=== Records for the task ===
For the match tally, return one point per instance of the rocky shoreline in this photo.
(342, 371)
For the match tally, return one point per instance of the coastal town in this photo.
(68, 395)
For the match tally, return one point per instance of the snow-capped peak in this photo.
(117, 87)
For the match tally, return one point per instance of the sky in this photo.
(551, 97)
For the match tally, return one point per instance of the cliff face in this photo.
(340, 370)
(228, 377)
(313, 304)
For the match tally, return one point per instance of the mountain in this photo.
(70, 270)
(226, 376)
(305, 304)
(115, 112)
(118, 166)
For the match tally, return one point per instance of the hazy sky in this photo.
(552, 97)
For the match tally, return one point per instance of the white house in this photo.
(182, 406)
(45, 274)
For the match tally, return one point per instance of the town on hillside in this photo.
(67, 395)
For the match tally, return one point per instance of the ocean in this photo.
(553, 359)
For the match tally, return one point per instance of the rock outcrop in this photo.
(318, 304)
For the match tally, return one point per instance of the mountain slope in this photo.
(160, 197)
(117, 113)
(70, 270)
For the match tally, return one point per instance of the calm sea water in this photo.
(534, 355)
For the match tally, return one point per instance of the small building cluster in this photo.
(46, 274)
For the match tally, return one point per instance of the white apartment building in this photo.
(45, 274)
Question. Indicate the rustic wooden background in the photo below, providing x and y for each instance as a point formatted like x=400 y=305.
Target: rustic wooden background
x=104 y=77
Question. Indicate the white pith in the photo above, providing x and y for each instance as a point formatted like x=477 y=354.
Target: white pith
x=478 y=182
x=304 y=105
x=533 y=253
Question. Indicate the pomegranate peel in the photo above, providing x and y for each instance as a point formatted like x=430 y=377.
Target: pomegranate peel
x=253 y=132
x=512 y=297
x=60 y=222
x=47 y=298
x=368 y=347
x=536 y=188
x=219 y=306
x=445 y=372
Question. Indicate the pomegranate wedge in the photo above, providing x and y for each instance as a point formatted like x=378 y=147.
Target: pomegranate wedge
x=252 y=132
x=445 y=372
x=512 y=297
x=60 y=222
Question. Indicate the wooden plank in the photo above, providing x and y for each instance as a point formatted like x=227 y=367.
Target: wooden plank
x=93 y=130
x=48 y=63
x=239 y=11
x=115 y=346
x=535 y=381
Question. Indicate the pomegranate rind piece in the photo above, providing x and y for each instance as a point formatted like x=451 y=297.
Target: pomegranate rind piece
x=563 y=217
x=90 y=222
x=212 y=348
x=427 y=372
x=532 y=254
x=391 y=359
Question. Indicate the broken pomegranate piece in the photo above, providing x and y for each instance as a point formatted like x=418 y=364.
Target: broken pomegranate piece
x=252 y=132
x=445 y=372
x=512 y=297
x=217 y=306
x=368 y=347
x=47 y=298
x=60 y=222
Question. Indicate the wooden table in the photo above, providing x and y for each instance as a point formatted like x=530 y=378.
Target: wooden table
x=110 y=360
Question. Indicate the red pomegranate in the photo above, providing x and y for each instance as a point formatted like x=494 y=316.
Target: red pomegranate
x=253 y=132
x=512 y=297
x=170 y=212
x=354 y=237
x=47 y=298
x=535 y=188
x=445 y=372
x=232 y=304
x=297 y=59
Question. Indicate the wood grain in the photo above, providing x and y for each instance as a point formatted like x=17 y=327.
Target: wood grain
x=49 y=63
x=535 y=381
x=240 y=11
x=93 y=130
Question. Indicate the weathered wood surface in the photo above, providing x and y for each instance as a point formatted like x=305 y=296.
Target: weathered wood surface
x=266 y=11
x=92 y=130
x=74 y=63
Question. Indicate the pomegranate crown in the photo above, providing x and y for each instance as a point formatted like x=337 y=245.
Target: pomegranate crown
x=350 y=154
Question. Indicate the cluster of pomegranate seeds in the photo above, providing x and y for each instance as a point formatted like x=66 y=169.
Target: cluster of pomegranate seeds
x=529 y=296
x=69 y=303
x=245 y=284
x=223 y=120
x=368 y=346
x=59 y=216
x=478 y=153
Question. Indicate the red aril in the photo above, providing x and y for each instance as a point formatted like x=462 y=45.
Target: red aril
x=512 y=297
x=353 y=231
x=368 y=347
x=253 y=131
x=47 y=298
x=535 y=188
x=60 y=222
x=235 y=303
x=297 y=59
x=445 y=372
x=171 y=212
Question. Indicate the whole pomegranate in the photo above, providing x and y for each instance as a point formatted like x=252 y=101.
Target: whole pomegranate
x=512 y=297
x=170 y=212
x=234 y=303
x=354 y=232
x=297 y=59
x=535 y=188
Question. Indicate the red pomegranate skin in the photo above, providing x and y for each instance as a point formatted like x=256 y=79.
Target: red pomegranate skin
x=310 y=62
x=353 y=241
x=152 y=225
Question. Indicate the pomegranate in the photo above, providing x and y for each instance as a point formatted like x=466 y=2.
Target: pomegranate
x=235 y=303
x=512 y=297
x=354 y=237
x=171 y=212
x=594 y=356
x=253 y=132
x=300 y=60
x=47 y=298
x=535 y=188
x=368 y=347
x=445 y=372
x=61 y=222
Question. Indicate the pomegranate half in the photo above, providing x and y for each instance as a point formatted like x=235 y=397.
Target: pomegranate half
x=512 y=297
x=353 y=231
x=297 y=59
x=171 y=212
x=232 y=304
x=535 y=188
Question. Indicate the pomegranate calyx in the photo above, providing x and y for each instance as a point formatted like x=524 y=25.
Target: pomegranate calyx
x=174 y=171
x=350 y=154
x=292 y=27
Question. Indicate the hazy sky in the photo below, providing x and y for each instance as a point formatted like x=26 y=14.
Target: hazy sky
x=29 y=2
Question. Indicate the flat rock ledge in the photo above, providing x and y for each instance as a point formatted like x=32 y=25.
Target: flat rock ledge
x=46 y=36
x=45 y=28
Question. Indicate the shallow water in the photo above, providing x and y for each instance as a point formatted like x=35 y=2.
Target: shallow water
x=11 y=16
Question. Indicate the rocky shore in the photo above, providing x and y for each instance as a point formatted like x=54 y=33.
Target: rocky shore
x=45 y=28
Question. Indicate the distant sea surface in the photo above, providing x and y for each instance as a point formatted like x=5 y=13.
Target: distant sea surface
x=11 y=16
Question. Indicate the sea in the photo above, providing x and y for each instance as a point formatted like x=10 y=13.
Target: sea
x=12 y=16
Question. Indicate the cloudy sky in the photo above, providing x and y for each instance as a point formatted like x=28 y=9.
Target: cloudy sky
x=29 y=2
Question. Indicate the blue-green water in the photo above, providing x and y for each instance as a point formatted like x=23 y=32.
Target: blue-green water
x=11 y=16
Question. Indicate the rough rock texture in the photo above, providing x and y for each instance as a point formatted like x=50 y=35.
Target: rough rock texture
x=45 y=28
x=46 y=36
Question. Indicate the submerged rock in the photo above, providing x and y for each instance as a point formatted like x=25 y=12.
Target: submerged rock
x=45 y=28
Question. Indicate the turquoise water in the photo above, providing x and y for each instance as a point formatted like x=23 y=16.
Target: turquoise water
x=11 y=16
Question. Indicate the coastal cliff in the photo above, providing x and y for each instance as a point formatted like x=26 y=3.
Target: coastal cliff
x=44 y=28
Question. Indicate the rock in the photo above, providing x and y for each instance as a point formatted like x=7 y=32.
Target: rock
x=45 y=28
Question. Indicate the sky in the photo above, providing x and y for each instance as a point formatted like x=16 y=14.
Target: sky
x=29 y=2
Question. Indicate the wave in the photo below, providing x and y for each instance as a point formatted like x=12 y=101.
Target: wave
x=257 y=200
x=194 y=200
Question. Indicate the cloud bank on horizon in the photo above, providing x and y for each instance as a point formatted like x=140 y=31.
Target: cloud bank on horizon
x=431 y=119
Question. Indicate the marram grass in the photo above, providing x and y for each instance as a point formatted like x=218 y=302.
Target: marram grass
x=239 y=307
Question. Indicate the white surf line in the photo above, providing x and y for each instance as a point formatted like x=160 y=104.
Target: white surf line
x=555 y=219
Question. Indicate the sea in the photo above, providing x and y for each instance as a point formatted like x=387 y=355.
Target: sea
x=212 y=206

=== Task instructions ===
Wherever "below" occurs in the records above, copy the line it sits in.

=== Exercise output ===
Question. Indicate the rustic wooden background in the photo below, providing x and y for each instance as a point formatted like x=400 y=305.
Question. Indicate the hazy sky in the photo below, providing x and y for each instance as a point formatted like x=26 y=14.
Question. Indicate the wave in the photo below, providing x and y for each instance as a point formatted like x=12 y=101.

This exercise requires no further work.